PASSAGE PROVIDED >>

Dr. Ph. Martin's Bleed Proof White

Dr. Ph. Martin’s Bleed Proof White

Gentle Reader, Cindi, asked about using white ink over black in Zentangle® drawings.”I’ve seen many tangle pics where a white pen or pencil has been used to accent on top of the black ink. It covers the black ink quite well. What do you use? I’ve tried a couple of ‘chalk pencils’ but am not thrilled with the results.”

The best product I know of is Dr. Ph. Martin’s Bleed Proof White and it’s used by professional calligraphers. It’s an opaque watercolor for covering over dye colors and markers. Note that you can not use it for mixing.

You can also use white ink on black or dark paper in your “reverse image” Zentangles and Zentangle-inspired art. Or the gel pens noted below.

Naturally you’ll want a calligraphy pen and a few nibs to go with the ink. I love my Speedball Pen but I’m no calligrapher, just an occasional dabbler (dipper?). And I have quite a collection of Speedball nibs. There’s always room for more art tools!

White Ink Gel Pens

It’s becoming very popular to use white gel pens on dark paper. Here are the pens subscribers are recommending in the comments:


24 comments to White Ink

  • Thanks for the suggestion, Linda. Can’t wait to hear what others use for white – this is such a great place to get information and ideas!

  • I use a pen that is wonderful, I’ve used up three or four of them. I’ve experimented with a lot of white pens and this is the only one I’ve found that is really opaque.
    Uni-ball Signo Broad UM-153 Gel Pen – White Ink

    The only place I’ve ever found it is at

    The Dr. Ph. Martin’s Bleed Proof White sounds great too, I’m going to find some to try.

    Has anyone experimented with Pitt’s sepia pens?

PROVIDED DATA >>
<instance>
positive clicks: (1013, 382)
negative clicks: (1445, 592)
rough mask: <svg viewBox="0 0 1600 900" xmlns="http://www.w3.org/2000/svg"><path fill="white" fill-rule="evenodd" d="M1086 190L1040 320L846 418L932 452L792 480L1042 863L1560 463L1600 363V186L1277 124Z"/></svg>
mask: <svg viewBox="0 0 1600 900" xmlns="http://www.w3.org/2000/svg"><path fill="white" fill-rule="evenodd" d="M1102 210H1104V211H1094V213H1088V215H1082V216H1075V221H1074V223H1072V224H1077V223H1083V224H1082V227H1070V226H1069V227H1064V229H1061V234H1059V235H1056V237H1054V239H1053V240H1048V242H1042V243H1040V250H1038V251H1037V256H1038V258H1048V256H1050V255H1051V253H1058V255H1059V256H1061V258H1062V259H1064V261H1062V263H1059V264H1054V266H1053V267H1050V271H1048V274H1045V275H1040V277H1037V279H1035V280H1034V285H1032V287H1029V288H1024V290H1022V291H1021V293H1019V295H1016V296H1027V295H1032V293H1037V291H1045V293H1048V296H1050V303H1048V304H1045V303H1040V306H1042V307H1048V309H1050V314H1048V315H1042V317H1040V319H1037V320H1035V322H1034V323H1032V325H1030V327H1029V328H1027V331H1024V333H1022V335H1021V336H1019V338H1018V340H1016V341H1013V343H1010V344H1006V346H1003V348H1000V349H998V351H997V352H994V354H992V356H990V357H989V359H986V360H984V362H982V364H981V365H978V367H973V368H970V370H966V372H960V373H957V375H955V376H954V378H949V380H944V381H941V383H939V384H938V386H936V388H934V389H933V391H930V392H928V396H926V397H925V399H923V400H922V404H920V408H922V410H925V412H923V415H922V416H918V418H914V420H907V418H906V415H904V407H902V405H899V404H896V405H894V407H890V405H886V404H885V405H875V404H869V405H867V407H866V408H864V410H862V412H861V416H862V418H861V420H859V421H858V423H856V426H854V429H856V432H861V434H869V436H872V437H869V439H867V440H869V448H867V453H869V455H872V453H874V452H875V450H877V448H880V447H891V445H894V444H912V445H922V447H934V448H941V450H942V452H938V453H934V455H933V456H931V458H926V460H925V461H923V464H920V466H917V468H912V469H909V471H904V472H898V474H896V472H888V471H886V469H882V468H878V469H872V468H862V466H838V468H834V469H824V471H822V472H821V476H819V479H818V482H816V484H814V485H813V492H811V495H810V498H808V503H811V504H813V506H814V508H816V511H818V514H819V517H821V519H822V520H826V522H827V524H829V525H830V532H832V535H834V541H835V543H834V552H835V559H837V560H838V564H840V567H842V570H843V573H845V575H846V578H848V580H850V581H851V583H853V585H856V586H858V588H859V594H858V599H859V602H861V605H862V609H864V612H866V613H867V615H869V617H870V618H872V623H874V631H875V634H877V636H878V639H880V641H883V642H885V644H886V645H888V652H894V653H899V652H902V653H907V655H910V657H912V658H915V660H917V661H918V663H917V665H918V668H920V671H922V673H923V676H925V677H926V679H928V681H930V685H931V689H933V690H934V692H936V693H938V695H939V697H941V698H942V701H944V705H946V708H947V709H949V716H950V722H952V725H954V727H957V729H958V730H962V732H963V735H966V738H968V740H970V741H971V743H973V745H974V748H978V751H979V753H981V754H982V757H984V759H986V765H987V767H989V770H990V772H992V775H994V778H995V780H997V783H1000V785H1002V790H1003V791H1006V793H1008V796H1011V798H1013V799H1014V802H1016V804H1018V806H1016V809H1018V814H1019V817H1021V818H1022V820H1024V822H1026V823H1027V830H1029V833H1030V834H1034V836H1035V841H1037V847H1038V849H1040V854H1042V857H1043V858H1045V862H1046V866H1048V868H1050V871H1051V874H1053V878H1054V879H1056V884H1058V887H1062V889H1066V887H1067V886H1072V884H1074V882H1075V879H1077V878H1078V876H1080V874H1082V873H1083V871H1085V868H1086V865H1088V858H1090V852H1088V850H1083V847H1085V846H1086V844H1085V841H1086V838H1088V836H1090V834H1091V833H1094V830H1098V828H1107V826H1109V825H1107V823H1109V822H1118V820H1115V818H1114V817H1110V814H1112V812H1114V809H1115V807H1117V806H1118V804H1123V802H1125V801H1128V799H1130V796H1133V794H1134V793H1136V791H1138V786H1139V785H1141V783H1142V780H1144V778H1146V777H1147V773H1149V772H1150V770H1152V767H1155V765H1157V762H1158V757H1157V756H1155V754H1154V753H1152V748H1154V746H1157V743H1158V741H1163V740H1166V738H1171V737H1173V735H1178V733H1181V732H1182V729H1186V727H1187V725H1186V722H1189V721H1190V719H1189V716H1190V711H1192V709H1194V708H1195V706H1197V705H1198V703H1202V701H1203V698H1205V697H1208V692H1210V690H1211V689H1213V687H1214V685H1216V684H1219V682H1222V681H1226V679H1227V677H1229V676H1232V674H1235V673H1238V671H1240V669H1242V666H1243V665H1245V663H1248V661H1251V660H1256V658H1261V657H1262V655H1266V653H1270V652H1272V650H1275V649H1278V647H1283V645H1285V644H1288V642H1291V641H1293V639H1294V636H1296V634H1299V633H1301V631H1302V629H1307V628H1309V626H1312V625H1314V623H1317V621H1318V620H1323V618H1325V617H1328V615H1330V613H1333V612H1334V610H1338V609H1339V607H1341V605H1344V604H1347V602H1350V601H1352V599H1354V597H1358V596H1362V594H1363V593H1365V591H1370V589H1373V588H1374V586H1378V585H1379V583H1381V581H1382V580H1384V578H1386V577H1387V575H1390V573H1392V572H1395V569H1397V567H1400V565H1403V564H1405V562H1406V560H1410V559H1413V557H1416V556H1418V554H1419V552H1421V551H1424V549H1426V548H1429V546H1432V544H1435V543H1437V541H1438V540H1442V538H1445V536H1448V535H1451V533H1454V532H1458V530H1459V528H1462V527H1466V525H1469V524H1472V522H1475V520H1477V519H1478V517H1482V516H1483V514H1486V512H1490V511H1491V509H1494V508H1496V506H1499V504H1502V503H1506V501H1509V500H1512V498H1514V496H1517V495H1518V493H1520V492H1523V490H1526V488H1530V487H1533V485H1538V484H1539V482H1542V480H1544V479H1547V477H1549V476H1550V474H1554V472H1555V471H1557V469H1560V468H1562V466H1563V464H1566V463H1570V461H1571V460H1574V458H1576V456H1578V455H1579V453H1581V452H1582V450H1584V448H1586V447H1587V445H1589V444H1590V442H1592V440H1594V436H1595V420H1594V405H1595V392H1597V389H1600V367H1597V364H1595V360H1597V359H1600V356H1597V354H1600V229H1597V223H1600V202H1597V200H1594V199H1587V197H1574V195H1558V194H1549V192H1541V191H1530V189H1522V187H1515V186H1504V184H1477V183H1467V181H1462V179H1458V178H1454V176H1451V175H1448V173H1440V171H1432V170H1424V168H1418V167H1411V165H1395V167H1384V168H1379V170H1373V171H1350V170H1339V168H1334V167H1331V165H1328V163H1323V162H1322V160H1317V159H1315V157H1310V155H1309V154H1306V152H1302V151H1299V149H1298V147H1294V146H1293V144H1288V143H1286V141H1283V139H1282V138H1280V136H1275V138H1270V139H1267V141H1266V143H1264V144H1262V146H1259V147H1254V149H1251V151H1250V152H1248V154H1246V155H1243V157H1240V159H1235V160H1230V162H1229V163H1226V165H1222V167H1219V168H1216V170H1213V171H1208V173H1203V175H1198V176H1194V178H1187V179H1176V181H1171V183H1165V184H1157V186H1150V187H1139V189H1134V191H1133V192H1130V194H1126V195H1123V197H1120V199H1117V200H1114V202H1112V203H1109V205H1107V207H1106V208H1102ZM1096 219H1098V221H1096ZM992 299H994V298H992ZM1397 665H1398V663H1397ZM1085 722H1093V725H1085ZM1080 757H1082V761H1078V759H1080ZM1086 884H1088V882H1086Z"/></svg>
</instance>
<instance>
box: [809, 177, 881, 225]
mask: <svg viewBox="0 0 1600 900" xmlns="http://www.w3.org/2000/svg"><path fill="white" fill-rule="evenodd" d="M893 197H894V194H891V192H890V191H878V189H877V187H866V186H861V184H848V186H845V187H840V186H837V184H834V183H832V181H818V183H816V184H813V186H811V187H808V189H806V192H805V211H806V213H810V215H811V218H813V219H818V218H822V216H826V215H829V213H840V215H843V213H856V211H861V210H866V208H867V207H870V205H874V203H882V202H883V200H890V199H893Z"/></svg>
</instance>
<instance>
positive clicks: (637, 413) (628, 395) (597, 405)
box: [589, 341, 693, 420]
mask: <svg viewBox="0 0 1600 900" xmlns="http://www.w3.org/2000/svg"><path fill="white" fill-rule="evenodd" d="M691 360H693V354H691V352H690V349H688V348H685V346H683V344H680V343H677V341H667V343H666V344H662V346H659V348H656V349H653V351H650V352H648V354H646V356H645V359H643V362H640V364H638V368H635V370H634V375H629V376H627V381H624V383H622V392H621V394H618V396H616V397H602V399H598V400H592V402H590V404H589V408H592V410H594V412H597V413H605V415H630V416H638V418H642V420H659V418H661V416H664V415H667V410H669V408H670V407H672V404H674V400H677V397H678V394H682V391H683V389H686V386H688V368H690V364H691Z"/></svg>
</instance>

...

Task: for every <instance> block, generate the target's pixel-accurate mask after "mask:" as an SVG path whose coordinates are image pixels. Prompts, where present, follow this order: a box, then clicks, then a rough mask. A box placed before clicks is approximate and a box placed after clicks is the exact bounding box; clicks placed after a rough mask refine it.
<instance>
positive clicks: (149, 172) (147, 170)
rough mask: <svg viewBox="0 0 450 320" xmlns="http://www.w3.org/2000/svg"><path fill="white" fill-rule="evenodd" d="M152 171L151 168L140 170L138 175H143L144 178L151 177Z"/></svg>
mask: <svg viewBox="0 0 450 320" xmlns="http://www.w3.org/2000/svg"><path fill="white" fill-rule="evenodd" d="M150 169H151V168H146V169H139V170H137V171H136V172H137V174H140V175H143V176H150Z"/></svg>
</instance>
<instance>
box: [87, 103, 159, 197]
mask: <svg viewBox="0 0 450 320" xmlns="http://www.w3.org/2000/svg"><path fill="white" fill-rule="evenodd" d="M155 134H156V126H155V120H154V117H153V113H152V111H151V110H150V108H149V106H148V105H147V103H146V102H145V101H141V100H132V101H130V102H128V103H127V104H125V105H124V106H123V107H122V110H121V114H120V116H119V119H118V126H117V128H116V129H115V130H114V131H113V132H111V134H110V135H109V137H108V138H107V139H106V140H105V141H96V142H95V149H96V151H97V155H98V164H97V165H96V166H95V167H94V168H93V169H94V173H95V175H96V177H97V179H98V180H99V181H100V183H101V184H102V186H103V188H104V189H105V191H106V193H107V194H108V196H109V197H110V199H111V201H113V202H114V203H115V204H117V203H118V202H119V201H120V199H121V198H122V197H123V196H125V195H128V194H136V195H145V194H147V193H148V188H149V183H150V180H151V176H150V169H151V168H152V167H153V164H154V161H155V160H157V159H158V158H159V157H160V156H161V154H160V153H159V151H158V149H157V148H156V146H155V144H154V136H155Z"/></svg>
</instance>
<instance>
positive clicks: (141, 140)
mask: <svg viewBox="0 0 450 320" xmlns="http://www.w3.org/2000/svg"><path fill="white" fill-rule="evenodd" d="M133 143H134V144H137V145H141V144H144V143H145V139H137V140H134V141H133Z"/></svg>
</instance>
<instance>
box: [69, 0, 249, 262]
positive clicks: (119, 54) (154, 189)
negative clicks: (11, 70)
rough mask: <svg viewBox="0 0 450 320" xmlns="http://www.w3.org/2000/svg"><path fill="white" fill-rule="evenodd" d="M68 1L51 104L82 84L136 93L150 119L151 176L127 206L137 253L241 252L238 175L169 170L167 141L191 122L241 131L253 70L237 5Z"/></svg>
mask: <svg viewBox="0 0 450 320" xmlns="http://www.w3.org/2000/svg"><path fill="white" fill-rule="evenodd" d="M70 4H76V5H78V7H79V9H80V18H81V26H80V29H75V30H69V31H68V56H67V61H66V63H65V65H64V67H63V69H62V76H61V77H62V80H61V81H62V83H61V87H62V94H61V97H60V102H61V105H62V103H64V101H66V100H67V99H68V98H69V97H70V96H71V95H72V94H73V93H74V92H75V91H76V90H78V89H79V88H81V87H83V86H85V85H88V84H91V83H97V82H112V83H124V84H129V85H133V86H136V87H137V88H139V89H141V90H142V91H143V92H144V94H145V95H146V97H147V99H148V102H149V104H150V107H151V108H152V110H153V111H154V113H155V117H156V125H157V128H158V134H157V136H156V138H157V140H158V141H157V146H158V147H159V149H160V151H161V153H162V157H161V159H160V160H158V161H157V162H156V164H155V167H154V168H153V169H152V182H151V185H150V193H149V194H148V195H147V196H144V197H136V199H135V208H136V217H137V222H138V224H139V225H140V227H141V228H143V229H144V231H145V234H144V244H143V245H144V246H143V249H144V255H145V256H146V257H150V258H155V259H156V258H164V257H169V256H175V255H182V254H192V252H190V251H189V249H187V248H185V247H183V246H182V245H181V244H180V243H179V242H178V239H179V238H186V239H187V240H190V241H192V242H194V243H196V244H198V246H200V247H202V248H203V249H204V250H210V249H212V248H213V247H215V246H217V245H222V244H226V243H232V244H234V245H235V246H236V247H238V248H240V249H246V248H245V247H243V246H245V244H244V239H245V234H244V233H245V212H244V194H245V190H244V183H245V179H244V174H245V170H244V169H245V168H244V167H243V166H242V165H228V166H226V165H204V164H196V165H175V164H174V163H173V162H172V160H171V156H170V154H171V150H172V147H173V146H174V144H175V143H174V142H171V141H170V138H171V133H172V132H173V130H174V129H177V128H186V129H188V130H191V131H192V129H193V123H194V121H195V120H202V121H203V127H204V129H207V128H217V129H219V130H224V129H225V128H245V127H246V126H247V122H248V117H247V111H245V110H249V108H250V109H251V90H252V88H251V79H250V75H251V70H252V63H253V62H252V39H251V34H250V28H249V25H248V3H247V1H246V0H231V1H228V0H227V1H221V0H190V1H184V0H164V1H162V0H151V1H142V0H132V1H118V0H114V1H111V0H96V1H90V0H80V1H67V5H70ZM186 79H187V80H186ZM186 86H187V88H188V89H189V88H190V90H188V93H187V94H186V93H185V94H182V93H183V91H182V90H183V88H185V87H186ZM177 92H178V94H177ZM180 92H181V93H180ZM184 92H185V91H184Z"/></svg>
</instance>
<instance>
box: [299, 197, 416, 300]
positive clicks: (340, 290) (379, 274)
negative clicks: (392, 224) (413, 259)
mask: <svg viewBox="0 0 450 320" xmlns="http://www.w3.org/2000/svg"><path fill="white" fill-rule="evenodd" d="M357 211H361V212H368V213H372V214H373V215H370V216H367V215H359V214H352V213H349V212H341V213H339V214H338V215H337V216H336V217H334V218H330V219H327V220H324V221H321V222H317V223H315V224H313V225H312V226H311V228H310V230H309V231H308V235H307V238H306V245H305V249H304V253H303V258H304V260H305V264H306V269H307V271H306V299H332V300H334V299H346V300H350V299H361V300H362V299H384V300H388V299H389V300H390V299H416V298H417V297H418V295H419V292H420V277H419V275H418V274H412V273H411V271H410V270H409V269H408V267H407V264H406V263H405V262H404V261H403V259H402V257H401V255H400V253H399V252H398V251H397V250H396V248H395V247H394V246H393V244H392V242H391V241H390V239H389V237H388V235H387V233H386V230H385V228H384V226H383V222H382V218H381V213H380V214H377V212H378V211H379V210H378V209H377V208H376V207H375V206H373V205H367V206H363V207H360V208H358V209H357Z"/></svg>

TASK LIST >>
1. In the white ink post, what kind of product is Dr. Ph. Martin's Bleed Proof White said to be?
2. Please count the lines of the records that contain the string "negative", where case counts, and reply with only the number.

SOLUTIONS PER TASK >>
1. An opaque watercolor for covering over dye colors and markers.

2. 3